#### GIVEN EXERCISE
Reproduce every one of the rows below word for word, but leave the pictures out.

#### INPUT RECORDS
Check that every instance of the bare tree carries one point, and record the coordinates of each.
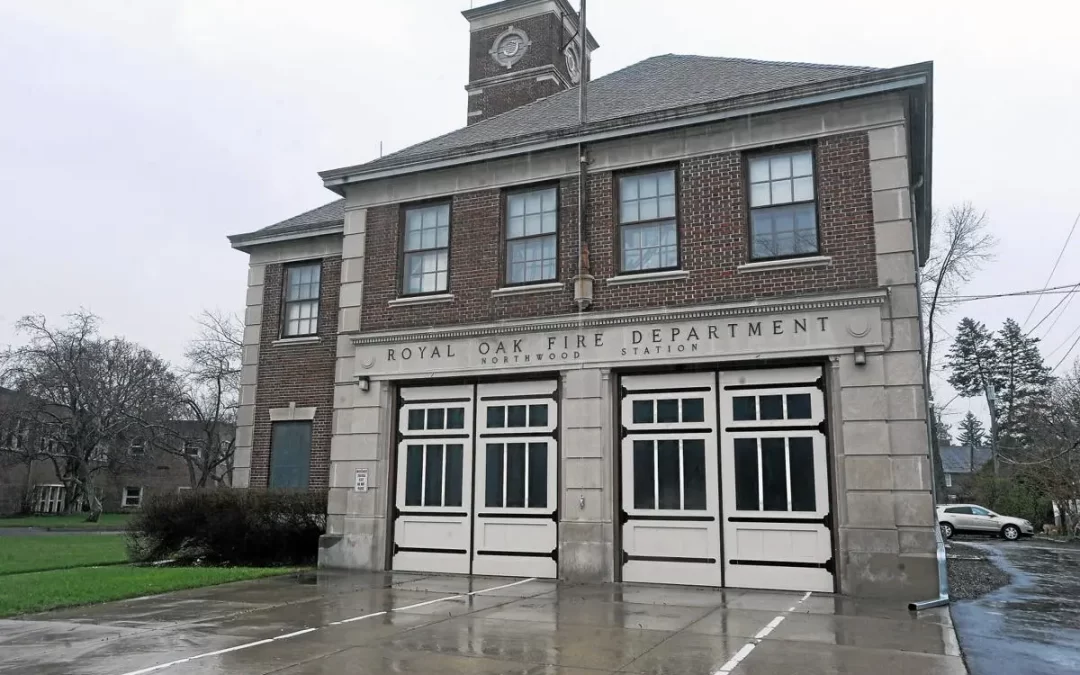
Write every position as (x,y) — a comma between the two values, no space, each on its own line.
(1052,457)
(208,399)
(959,248)
(89,397)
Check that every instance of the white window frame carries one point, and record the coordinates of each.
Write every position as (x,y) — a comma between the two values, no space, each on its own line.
(417,246)
(528,220)
(124,497)
(302,304)
(634,227)
(783,183)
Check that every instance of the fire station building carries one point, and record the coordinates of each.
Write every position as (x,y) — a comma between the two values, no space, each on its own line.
(675,342)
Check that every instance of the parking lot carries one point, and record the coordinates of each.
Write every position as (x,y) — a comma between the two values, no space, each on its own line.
(335,622)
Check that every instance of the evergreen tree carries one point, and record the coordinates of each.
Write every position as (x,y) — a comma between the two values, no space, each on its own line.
(1021,378)
(972,432)
(971,360)
(942,429)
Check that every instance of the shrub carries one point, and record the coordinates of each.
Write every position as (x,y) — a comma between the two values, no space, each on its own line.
(230,527)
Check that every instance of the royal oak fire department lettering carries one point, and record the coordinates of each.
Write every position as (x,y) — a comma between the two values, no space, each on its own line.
(645,342)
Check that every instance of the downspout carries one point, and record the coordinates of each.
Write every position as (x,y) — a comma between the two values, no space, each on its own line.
(583,281)
(942,598)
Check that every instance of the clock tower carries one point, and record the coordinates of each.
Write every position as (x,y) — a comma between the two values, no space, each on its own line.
(521,51)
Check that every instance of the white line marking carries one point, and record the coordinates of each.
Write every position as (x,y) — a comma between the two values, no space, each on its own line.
(162,666)
(748,647)
(730,665)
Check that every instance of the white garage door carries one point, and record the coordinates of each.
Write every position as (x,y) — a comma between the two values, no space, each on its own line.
(476,480)
(670,496)
(777,530)
(725,480)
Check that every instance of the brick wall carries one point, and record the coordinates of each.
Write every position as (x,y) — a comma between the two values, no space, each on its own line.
(714,242)
(296,373)
(547,38)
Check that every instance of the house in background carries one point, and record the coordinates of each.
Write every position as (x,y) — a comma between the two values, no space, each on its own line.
(28,480)
(676,342)
(960,463)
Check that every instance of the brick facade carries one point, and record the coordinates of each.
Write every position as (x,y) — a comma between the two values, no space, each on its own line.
(547,37)
(713,240)
(300,373)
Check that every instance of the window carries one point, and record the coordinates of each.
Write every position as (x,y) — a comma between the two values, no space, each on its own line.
(783,216)
(427,250)
(531,239)
(289,455)
(648,229)
(301,298)
(132,497)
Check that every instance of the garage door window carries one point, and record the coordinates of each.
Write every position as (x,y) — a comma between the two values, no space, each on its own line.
(433,474)
(774,474)
(670,474)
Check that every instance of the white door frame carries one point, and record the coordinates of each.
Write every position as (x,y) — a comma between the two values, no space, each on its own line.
(429,535)
(783,544)
(673,542)
(510,538)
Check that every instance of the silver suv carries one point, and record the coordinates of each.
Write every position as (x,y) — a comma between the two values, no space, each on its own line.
(975,520)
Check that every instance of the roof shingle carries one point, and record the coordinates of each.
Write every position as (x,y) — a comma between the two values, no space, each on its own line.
(657,83)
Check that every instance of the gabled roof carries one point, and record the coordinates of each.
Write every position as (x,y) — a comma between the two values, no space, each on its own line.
(657,83)
(963,459)
(320,218)
(672,86)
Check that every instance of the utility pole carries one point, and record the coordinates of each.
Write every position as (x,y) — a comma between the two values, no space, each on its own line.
(990,401)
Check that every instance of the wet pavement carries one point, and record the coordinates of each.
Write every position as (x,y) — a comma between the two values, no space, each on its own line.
(336,622)
(1033,624)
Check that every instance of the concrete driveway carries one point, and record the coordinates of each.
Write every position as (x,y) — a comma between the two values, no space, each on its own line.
(332,623)
(1033,625)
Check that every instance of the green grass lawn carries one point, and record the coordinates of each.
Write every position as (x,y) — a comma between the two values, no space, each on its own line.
(109,521)
(65,588)
(40,552)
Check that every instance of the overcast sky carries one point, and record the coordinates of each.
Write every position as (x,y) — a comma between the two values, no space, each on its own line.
(136,134)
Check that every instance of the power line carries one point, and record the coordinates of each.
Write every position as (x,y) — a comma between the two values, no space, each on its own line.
(1063,289)
(1053,269)
(1065,297)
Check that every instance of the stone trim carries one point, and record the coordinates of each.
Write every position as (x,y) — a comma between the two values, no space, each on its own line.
(549,287)
(423,299)
(292,414)
(784,264)
(592,321)
(647,277)
(308,339)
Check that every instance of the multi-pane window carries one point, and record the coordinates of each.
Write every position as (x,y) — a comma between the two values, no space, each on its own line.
(301,298)
(648,229)
(782,211)
(531,225)
(132,497)
(427,250)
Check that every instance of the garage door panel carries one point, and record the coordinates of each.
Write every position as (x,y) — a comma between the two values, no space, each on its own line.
(675,539)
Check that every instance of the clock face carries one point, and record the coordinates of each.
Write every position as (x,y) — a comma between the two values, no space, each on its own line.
(572,62)
(509,48)
(510,45)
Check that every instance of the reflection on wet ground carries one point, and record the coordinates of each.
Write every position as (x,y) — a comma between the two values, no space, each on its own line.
(1033,625)
(415,623)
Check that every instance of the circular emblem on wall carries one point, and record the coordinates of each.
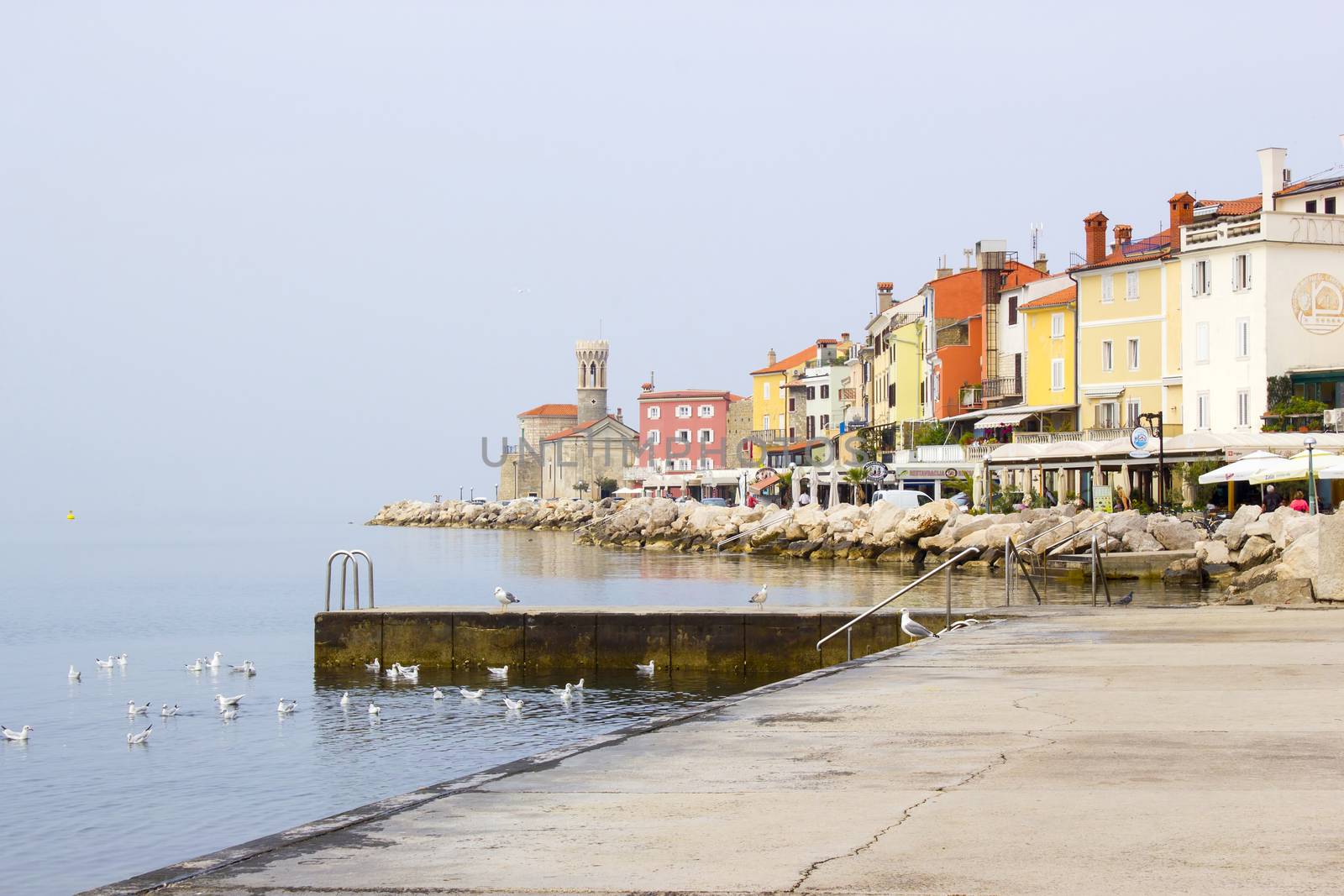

#### EXERCISE RESULT
Check that every instance of the bare tree carries one point, and record the coordinates of each.
Write every position as (x,y) — a comma between the two values, no space, each on its own line.
(1052,457)
(208,399)
(959,248)
(89,397)
Check that every instance of the white window frame carries one point, and record the coordinates of each.
Write every position as (x,y) — a comma between the two values, no space, each on its own line.
(417,246)
(528,220)
(124,497)
(302,304)
(634,227)
(783,183)
Check that every instance of the fire station building carries one point, and record the coordinates of each.
Write every position as (x,y) — a comma between the two values, no space, each on its own line.
(675,342)
Check that every instance of the parking lot carries one point, and record the coordinates of each.
Write every position as (x,y) — a comma between the two values, no space, each on its own line.
(335,622)
Check that every instance of the evergreen tree carries one point, and record the coordinates of each.
Write every position as (x,y) — a comma between the two values, no space, each on its own line.
(1021,378)
(972,432)
(971,360)
(942,429)
Check that every instance of the shrub carries one point, and record the coordinates of each.
Write every position as (x,y) — a comma between the two values, no space, each on its own line.
(230,527)
Check that every instance of the royal oak fire department lettering carries one point, and record the coordinates of each.
Write every position as (x,y) — a comma between the two values, no space, each on its own line.
(645,342)
Check that every instance of the downspout carries one point, and record the coordinates of each.
Write every position as (x,y) — a comma between the two values, no space, each on its own line.
(583,281)
(942,598)
Check that every instance of the clock tower carries one point, and record the coordinates of each.
Write every position as (x,y) — a comma between the two values, no space, each on its own line.
(521,51)
Check that every instance of the white line marking carries one point, and record the coordinates of each.
Write every position as (x,y) — a comma between the two values, no space, each on its own line.
(162,666)
(748,647)
(730,665)
Check that every instance of the white garage door carries one point, and record the coordinates of each.
Write every position as (x,y) — a comma between the two values, no space, each on its own line.
(476,480)
(670,496)
(777,530)
(725,480)
Check that every instance of the brick wall carries one point, and record the coordinates of each.
Write every position as (x,y) — a comma between the two values, no space, each on its own line.
(714,242)
(296,373)
(547,38)
Check that every instance of the house in background carries one point, and record the coordinates of each.
Write every position as (x,y) — a comma between the two values, no space, each on its own line.
(28,480)
(676,342)
(960,463)
Check that every instance of the brick facade carries one point, and record the coordinates of each.
Write every position as (x,y) — a comma between the two values, no space, each on its own line.
(547,37)
(713,240)
(300,373)
Check that every instance of the window carries one point, and record the coordinates of each.
Write every position as (x,y) — a comma between the two values, no space, each on its own line.
(783,216)
(427,250)
(531,239)
(289,455)
(648,229)
(301,298)
(132,497)
Check that every instance of the garage door window carries one point, and record the coordinates of each.
Write every position as (x,y) — a comma between the two values, no space, each on its own line.
(433,474)
(774,474)
(670,474)
Check that every instance of the white door frame carries one point, and record the coordinates of each.
Write every position as (x,y) — a comma between the two values, no space, each on its own line.
(429,535)
(783,544)
(673,542)
(510,538)
Check that every instance of the silver suv carries one point, and record the coordinates of each.
Write every position as (x,y) — a comma between the two values, no space, each on its own line.
(975,520)
Check that every instance of the roof shingle carries one point, and record the coordinates of each.
Write every position as (x,y) — a comma between the two values, no space, each on its own line.
(657,83)
Check that every instance of the gabled roof carries one point, and record the coordinates of each.
Write every position as (x,y) — a comma between the two values, no space, each on its own line.
(657,83)
(963,459)
(320,218)
(672,86)
Check that every instance of the utility pole carries one point, and record the coordinates of each.
Write every position as (x,y) — a comma between the two values, no space, each on its own line.
(990,401)
Check that every instance of the wet pavement carries one point, and record the coordinates of each.
Write every position as (x,y) — a comma between the two values, no space, each on its own line.
(336,622)
(1033,624)
Check that every instance of the concrete driveway carries one point, and record the coordinates of each.
Write every position as (x,y) — a comma between the two values, no space, each on its own line.
(332,623)
(1033,625)
Check that every instance of the green grass lawn carries one point, and record the coordinates of each.
Write every position as (x,y) — a comma between the two values, no space, each on its own line.
(109,521)
(65,588)
(40,552)
Check that every instance of the overcast sky carries one point, and record the coordinates of each.
Write every position as (x,y) — a comma between the two values, no space, each on its own line.
(136,134)
Check that every instance of the power line carries one point, and record the coordinates of each.
Write every position as (x,y) — a comma between the two values, no space, each on its own line.
(1063,289)
(1053,269)
(1065,297)
Check that every instance of the stone trim carries one point, and record the coordinates of each.
Write every position as (x,y) — a comma between the two values, no space, each on its own line.
(549,287)
(423,299)
(292,414)
(784,264)
(592,321)
(647,277)
(308,339)
Check that every instance of the multi-pane window carries one point, and record the coordinates of each.
Write every position as (x,y) — a comma between the two values, no space, each on its own line.
(301,298)
(648,229)
(782,211)
(531,225)
(132,497)
(427,250)
Check that every instance of the garage door panel carries one point, and record the coordinates of each.
Write every position as (x,y) — a comma between the two values, no space, each on its own line.
(675,539)
Check that every instance of the clock face carries one point, and record the coordinates of each.
Write every position as (x,y) — a comma between the two values, no space, each on its own line.
(572,62)
(509,48)
(510,45)
Check that every instance of the reflection on wet ground carries one point, and record the coordinates of each.
Write every position as (x,y) — a comma between the two values, no space, each on its own line.
(1033,625)
(415,623)
Check that every instance of the circular emblem on wall carries one point, and record the coordinates of each.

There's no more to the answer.